> [Amaç 1] Elif Şafak üzerine yazının başında verilen etiketlerin tümünü, metindeki sırayla yazınız.

> [Verilen Metin]
%%

Etiketler
açık kitap, itiraf, kitap eleştrisi, kitap tanıtımı, kitap yayınlama
İtiraf: Malum günlerdir bir intihal tartışmasıdır gidiyor. Ben de dört koldan takip ediyorum. Söz konusu kişi Elif Şafak değil de bir başkası olsaydı, mesela atıyorum, Ayşe Kulin olsaydı, yine aynı iştahı gösterir miydim? İlgilenirdim belki ama muhakkak ki, o kadar değil. Elif Şafak’a takmışlığımın sebeplerini geçen yazıda azıcık ucundan çıtlatmıştım. En büyük sebep sanırım beni zaman içinde ciddi hayal kırıklığına uğratmış olmasıdır da başka da bir şey değildir. ‘İskender’ dışındaki tüm kitaplarını okuduğum için hayal kırıklığına uğrama hakkını da fazlasıyla kendimde görüyorum. Bir sözlük yazarı konu ile ilgili duygularımı özetlemiş:
1227. elif şafak okumuyorum çünkü kitap benim için bir meta değil. pazarlaması yapılan, kapak fotoğrafları özel fotoğrafçılara çektirilen, reklamları duvarları süsleyen bir popüler kültür öğesi değil kitap. sen de popstar değilsin. her televizyona çıktığında, bir gazeteye ropörtaj verdiğinde daha çok uzaklaşıyorum kitaplarından ve senden. sen istemiyorsun benim o kitapları okumamı. başkaları okusun istiyorsun belki ama hedef kitlen ben değilim. ve evet senin bir hedef kitlen var. genel olarak insanlar okusun diye yazmıyorsun o kitapları. özel birileri satın alsın diye yazıyorsun. kitabın kapağı güzel olsun. bir cafede masanın üzerine konulunca hoş görünsün istiyorsun. sürekli kitabın konuşulsun istiyorsun ama okunsun istemiyorsun. sen böyle yaptıkça da okumuyorum ben kitaplarını. okumayacağım da. (jamesjersey, 08.08.2011 11:58)

%%

Koordinat etiketleme verileri
%%

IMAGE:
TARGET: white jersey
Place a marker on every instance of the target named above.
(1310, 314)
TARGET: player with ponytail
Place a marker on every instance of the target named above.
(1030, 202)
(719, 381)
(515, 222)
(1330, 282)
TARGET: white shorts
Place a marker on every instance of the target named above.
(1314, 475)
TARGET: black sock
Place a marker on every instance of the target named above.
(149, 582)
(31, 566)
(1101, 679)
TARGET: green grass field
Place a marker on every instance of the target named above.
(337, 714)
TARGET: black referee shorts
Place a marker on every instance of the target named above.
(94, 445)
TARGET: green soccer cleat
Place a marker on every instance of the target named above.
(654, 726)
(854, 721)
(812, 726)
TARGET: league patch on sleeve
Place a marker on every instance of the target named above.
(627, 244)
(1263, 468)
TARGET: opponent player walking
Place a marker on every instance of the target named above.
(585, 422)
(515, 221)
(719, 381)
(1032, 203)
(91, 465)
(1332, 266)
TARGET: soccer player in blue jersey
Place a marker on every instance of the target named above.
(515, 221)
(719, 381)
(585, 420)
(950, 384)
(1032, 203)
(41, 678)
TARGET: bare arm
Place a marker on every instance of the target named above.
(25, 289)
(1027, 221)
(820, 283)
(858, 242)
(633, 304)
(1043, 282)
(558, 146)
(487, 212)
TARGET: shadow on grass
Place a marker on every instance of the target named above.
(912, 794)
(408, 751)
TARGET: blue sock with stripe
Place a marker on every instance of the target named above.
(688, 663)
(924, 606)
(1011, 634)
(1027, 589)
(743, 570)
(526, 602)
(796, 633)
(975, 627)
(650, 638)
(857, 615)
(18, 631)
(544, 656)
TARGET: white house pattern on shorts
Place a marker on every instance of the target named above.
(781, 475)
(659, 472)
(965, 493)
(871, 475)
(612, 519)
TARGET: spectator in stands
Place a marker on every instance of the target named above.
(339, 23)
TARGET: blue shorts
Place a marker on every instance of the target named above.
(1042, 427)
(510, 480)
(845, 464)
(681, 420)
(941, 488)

%%

> [Amaç 2] Kayıtlarda "shorts" sözcüğünü içeren bütün satırları sıralayınız.

> [Çıktı 1] açık kitap, itiraf, kitap eleştrisi, kitap tanıtımı, kitap yayınlama

> [Çıktı 2]
TARGET: white shorts
TARGET: black referee shorts
TARGET: white house pattern on shorts
TARGET: blue shorts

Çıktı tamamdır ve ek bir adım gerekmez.